* _AIM OF THE TASK_
Lines before the one containing "Query: yellow center line" are left out; that line and every line after it, through the end of the records, are to be reproduced exactly.

Stored data entries:
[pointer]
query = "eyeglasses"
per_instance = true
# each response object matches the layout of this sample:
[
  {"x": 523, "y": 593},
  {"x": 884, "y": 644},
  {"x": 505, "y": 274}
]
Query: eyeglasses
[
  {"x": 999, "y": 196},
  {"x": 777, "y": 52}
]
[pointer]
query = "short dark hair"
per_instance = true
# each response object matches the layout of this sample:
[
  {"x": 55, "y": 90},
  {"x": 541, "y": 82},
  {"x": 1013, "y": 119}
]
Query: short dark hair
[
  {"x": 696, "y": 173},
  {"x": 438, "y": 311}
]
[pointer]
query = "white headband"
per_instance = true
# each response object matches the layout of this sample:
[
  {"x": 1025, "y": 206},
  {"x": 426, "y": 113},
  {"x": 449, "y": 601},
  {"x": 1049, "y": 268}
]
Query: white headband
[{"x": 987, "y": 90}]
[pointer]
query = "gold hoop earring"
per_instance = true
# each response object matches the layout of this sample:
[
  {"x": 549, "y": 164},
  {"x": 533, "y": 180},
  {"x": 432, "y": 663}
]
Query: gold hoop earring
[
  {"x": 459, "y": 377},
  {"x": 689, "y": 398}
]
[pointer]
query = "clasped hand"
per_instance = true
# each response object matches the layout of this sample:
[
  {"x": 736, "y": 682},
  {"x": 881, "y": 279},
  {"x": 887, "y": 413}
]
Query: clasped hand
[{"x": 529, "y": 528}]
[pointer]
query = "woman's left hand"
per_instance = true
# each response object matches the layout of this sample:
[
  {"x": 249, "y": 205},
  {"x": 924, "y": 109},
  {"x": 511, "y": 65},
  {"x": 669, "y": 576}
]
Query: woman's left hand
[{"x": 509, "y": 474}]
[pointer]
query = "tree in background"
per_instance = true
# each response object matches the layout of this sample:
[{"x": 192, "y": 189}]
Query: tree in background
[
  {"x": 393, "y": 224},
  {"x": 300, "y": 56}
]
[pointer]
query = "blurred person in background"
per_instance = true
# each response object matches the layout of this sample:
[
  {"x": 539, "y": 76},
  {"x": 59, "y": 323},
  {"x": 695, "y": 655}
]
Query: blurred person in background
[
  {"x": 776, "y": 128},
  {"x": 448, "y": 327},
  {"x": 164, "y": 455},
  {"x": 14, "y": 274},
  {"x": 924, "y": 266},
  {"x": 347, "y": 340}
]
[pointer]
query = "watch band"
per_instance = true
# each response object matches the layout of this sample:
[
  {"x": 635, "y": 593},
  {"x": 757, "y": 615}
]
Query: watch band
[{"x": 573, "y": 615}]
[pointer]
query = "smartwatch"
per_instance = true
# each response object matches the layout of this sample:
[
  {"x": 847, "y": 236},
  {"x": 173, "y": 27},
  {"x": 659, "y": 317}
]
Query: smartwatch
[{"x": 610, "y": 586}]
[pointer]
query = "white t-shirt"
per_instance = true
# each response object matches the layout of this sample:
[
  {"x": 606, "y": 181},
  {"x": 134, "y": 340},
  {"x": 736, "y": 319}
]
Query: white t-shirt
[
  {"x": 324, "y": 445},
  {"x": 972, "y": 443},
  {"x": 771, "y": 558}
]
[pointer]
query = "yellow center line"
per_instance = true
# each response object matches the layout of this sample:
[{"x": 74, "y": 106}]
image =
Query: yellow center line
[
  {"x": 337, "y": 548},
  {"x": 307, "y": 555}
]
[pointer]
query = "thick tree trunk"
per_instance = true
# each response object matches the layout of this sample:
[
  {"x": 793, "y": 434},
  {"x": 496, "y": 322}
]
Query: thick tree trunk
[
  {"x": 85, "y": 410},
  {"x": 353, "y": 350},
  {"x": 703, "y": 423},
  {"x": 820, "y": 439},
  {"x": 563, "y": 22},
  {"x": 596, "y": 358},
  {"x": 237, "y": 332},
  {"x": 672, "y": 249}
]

* _TASK RESULT_
Query: yellow center line
[
  {"x": 337, "y": 548},
  {"x": 307, "y": 555}
]
[pointer]
query = "thick tree trunk"
per_instance = true
# each response object matches the layout of this sample:
[
  {"x": 793, "y": 434},
  {"x": 496, "y": 322}
]
Query: thick tree trunk
[
  {"x": 85, "y": 410},
  {"x": 353, "y": 350},
  {"x": 703, "y": 423},
  {"x": 820, "y": 439},
  {"x": 563, "y": 22},
  {"x": 596, "y": 358},
  {"x": 237, "y": 332},
  {"x": 672, "y": 249}
]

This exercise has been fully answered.